● Задание
Проверьте по выбранному отрывку утверждения: 1. Сын Самуил умер в 1893 году от скарлатины. 2. Он жил в деревне Копарье по месту жительства жены. 3. За пять-шесть лет у Шенкеров родились три девочки. Для каждого утверждения ответьте «да» или «нет» и приведите дословно решающие слова отрывка.

● Выбранный отрывок
○ ○ ○ ○ ○
В это время он вынужден жить в деревне Бурачок, Мологского уезда, по месту жительства жены. В 1893 году от скарлатины умирает уже второй его сын - Самуил. В особом месте, на кладбище у деревни Копарье его накрывает лопата парной мологской земли, а уже через сорок шесть лет - мутные воды Рыбинского моря навсегда скроют его могилу от взоров родственников.

И снова движимая инстинктом выживания, его супруга Доба вынашивает в чреве свою очередную надежду на продолжение рода и племени, его завтрашний день, его будущее. Одна за другой в какие-нибудь пять-шесть лет у Шенкеров рождаются три девочки, и судя по всему, еще и мальчик, но о нем чуть позже.
○ ○ ○ ○ ○
● Список данных
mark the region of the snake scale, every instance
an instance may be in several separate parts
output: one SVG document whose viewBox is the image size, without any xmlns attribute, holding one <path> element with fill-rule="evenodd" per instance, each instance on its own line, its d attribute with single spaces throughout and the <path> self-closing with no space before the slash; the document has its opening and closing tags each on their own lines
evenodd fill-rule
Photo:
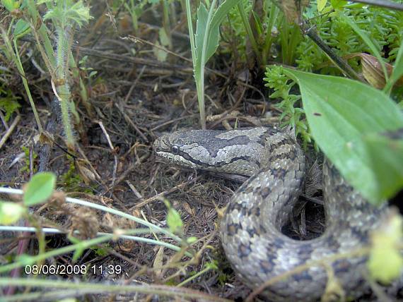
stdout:
<svg viewBox="0 0 403 302">
<path fill-rule="evenodd" d="M 368 243 L 368 232 L 385 212 L 385 207 L 368 203 L 326 161 L 325 231 L 309 241 L 283 234 L 281 226 L 301 192 L 305 171 L 303 152 L 289 131 L 266 127 L 177 131 L 160 137 L 153 147 L 163 161 L 250 176 L 232 196 L 221 234 L 226 257 L 252 288 L 309 260 Z M 348 258 L 331 263 L 347 297 L 366 291 L 366 261 Z M 327 276 L 323 267 L 311 267 L 265 288 L 262 295 L 273 301 L 316 301 L 325 292 Z"/>
</svg>

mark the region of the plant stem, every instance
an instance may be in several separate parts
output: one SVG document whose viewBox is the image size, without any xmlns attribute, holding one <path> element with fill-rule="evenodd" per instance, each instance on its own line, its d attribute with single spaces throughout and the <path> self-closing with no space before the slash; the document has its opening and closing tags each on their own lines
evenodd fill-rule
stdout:
<svg viewBox="0 0 403 302">
<path fill-rule="evenodd" d="M 277 6 L 271 4 L 270 7 L 270 13 L 269 15 L 269 22 L 267 26 L 267 32 L 266 32 L 266 41 L 264 42 L 264 45 L 263 46 L 263 49 L 262 50 L 262 61 L 263 65 L 267 64 L 268 55 L 271 48 L 271 44 L 273 43 L 273 39 L 271 37 L 271 31 L 273 30 L 273 26 L 277 18 L 280 10 Z"/>
<path fill-rule="evenodd" d="M 56 77 L 52 79 L 54 83 L 62 83 L 56 86 L 57 99 L 60 104 L 62 121 L 64 126 L 64 134 L 67 146 L 74 149 L 74 138 L 70 120 L 69 102 L 70 102 L 70 88 L 68 83 L 69 59 L 71 52 L 71 41 L 72 30 L 70 27 L 62 28 L 57 26 L 57 49 L 56 51 Z"/>
<path fill-rule="evenodd" d="M 58 289 L 56 291 L 57 295 L 54 296 L 53 300 L 59 300 L 60 293 L 62 291 L 64 292 L 66 289 L 74 289 L 75 292 L 73 296 L 76 296 L 77 293 L 142 293 L 149 295 L 160 295 L 171 297 L 181 297 L 189 300 L 201 300 L 201 301 L 212 301 L 221 302 L 230 302 L 223 298 L 220 298 L 215 296 L 211 296 L 205 293 L 202 293 L 193 289 L 178 289 L 175 286 L 168 286 L 166 285 L 130 285 L 130 284 L 110 284 L 105 283 L 89 283 L 89 282 L 72 282 L 71 281 L 62 281 L 62 280 L 43 280 L 34 278 L 0 278 L 0 286 L 6 286 L 9 285 L 16 285 L 18 286 L 33 286 L 38 288 L 51 288 L 52 289 Z M 35 296 L 35 293 L 30 293 L 31 295 L 28 296 L 28 299 L 23 299 L 23 295 L 18 295 L 18 299 L 14 299 L 13 297 L 1 297 L 2 301 L 35 301 L 33 297 L 41 299 L 44 294 L 50 293 L 39 293 L 40 295 Z M 34 296 L 32 296 L 34 295 Z"/>
<path fill-rule="evenodd" d="M 39 130 L 39 132 L 42 133 L 42 132 L 43 132 L 43 128 L 42 128 L 42 124 L 40 123 L 40 119 L 39 119 L 39 115 L 37 114 L 37 111 L 36 111 L 36 107 L 35 106 L 35 103 L 34 103 L 34 101 L 33 99 L 33 97 L 31 95 L 30 87 L 28 86 L 28 83 L 27 79 L 25 78 L 25 73 L 24 72 L 24 68 L 23 67 L 23 64 L 22 64 L 21 60 L 20 59 L 20 55 L 18 54 L 18 47 L 17 45 L 17 41 L 16 40 L 14 40 L 14 41 L 13 41 L 14 49 L 13 49 L 13 46 L 11 45 L 11 42 L 10 40 L 8 39 L 8 36 L 7 35 L 7 33 L 6 32 L 6 31 L 4 30 L 4 29 L 2 27 L 1 28 L 1 36 L 3 37 L 3 40 L 4 41 L 4 44 L 6 45 L 6 47 L 7 48 L 7 51 L 11 54 L 15 54 L 15 55 L 11 55 L 11 57 L 13 58 L 13 60 L 14 61 L 14 64 L 17 66 L 17 69 L 18 70 L 18 72 L 20 73 L 20 76 L 21 76 L 21 80 L 23 81 L 23 85 L 24 85 L 24 88 L 25 89 L 25 92 L 27 92 L 27 96 L 28 97 L 28 100 L 29 100 L 30 104 L 31 105 L 31 107 L 33 109 L 33 112 L 34 114 L 34 116 L 35 116 L 35 119 L 36 121 L 36 123 L 37 124 L 37 128 Z"/>
<path fill-rule="evenodd" d="M 245 29 L 246 30 L 246 32 L 247 33 L 247 36 L 249 37 L 249 40 L 250 41 L 250 44 L 253 51 L 255 52 L 255 54 L 256 56 L 256 59 L 259 63 L 259 65 L 262 64 L 262 56 L 260 54 L 260 52 L 259 51 L 259 47 L 257 46 L 257 42 L 256 42 L 256 39 L 255 39 L 255 35 L 252 32 L 252 28 L 250 28 L 250 24 L 249 24 L 249 21 L 247 17 L 246 16 L 246 13 L 245 12 L 245 8 L 242 2 L 238 3 L 238 9 L 240 14 L 240 18 L 242 19 L 242 22 L 243 23 L 243 25 L 245 26 Z M 268 32 L 268 35 L 269 33 Z"/>
</svg>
○ ○ ○ ○ ○
● Решение задания
1. Да: «В 1893 году от скарлатины умирает уже второй его сын - Самуил».
2. Нет: «он вынужден жить в деревне Бурачок, Мологского уезда, по месту жительства жены».
3. Да: «Одна за другой в какие-нибудь пять-шесть лет у Шенкеров рождаются три девочки».